Count lines holding the string "porch" in the data that follows. Reply with one number only.

-.-.-

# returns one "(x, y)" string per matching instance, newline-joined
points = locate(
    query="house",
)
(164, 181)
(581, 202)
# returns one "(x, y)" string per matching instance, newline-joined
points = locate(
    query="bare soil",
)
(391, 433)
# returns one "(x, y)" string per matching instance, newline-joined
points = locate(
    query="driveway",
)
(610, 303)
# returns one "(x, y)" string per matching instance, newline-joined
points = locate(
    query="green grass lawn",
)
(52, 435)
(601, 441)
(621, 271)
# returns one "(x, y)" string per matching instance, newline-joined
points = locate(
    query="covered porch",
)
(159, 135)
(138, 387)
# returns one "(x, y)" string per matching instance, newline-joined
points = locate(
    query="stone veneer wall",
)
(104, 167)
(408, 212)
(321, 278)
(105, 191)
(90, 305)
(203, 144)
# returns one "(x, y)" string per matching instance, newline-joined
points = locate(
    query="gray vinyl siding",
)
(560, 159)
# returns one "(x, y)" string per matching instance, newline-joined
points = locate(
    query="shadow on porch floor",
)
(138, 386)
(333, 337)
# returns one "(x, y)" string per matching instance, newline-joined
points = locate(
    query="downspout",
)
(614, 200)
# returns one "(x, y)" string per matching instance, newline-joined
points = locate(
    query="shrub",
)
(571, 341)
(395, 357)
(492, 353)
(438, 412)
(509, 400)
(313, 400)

-.-.-

### Your solution
2